● Problem details:
Whatever appears in the records, write it out again exactly.

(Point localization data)
- Opening Delimiter -

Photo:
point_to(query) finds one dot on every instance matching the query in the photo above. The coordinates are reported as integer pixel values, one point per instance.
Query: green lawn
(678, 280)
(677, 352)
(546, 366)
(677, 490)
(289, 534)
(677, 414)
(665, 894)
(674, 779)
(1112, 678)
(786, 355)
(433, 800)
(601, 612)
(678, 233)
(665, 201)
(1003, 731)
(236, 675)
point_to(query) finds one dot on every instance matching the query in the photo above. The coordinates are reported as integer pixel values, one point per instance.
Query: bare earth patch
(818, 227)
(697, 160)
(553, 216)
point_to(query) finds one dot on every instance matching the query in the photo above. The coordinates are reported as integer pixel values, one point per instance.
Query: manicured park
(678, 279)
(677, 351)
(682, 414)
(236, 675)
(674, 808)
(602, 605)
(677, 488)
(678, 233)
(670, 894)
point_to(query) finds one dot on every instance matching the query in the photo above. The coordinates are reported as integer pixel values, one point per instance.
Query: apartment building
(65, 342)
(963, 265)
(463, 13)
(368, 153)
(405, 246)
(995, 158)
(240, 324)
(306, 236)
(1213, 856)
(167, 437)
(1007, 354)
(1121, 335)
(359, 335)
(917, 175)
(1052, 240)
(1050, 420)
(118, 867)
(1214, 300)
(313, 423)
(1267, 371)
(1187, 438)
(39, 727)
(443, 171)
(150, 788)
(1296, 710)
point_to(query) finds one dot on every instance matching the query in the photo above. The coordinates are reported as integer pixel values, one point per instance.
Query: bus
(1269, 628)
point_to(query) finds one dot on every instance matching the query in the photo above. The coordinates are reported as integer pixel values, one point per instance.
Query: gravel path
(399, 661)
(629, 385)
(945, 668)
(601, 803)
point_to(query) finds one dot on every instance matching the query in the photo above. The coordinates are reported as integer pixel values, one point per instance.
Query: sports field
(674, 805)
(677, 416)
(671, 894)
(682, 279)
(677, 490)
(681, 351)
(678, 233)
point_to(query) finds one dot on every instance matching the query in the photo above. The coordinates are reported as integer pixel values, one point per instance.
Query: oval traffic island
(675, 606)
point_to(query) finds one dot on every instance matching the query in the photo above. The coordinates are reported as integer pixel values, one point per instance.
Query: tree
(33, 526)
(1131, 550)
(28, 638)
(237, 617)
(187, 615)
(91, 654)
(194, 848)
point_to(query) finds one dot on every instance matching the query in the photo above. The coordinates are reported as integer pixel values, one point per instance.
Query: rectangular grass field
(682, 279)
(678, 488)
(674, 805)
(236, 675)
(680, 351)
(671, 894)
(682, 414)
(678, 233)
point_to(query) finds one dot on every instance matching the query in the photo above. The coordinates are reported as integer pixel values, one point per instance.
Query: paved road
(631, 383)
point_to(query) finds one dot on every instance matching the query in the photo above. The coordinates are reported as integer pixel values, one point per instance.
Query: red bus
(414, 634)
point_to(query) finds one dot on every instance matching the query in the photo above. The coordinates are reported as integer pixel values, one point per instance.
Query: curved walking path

- Closing Delimiter -

● Output:
Photo:
point_to(query) finds one dot on every instance matching the query in the photo above. The coordinates are reported as integer pixel values, one point per instance.
Query: green lawn
(678, 280)
(677, 352)
(546, 366)
(677, 490)
(289, 534)
(677, 414)
(665, 894)
(674, 779)
(1112, 678)
(786, 355)
(433, 800)
(601, 612)
(678, 233)
(665, 201)
(1003, 731)
(236, 675)
point_to(query) finds one dot on every instance matching the query in the photo above. The coordinates are reported as integer pixel values, one point per instance.
Query: bare earth patch
(818, 227)
(697, 160)
(553, 216)
point_to(query) finds one dot on every instance matching the query in the photo above. The coordinates are reported as integer pixel values, one point per instance.
Query: manicured park
(678, 279)
(677, 351)
(682, 414)
(236, 675)
(674, 808)
(602, 605)
(677, 488)
(678, 233)
(670, 894)
point_to(query) finds one dot on every instance matching the query in the photo above. The coordinates are reported as integer pixel values, one point per instance.
Query: apartment building
(65, 342)
(963, 265)
(463, 13)
(368, 153)
(405, 246)
(995, 158)
(240, 324)
(306, 236)
(1213, 856)
(167, 437)
(1007, 354)
(1121, 335)
(359, 335)
(917, 175)
(1052, 240)
(1050, 420)
(118, 867)
(1214, 300)
(313, 423)
(1267, 371)
(1187, 438)
(39, 727)
(443, 171)
(150, 788)
(1296, 710)
point_to(query) finds one dot on every instance matching the query in the photo above. The coordinates are reported as integer pixel values, one point per instance.
Query: bus
(1269, 628)
point_to(query) finds one dot on every instance matching the query in the photo above. The coordinates are reported as integer pixel values, one point per instance.
Query: gravel path
(399, 661)
(629, 385)
(945, 668)
(601, 803)
point_to(query) finds one dot on every instance matching the query in the photo above. The coordinates are reported as integer pixel values, one point per instance.
Query: sports field
(674, 805)
(677, 416)
(671, 894)
(682, 279)
(677, 490)
(681, 351)
(678, 233)
point_to(query) finds one dot on every instance matching the query in the photo above. The coordinates are reported as integer pixel values, one point per instance.
Query: oval traffic island
(675, 606)
point_to(query) finds one dot on every instance matching the query in the photo above. The coordinates are reported as integer pixel values, one point per instance.
Query: tree
(33, 526)
(1131, 550)
(28, 638)
(237, 617)
(187, 615)
(91, 654)
(194, 848)
point_to(query) finds one dot on every instance matching the query in the photo above. The coordinates are reported as integer pixel values, one point per instance.
Query: rectangular grass field
(682, 279)
(678, 488)
(674, 805)
(236, 675)
(680, 351)
(671, 894)
(682, 414)
(678, 233)
point_to(query) finds one dot on every instance matching the query in the photo above. The coordinates are reported as integer pixel values, one point per instance.
Query: paved road
(631, 383)
point_to(query) finds one dot on every instance matching the query in the photo above. The coordinates are reported as integer pixel values, one point per instance.
Query: red bus
(414, 634)
point_to(query) finds one dot on every instance matching the query in the photo above. The coordinates are reported as integer pixel values, one point per instance.
Query: curved walking path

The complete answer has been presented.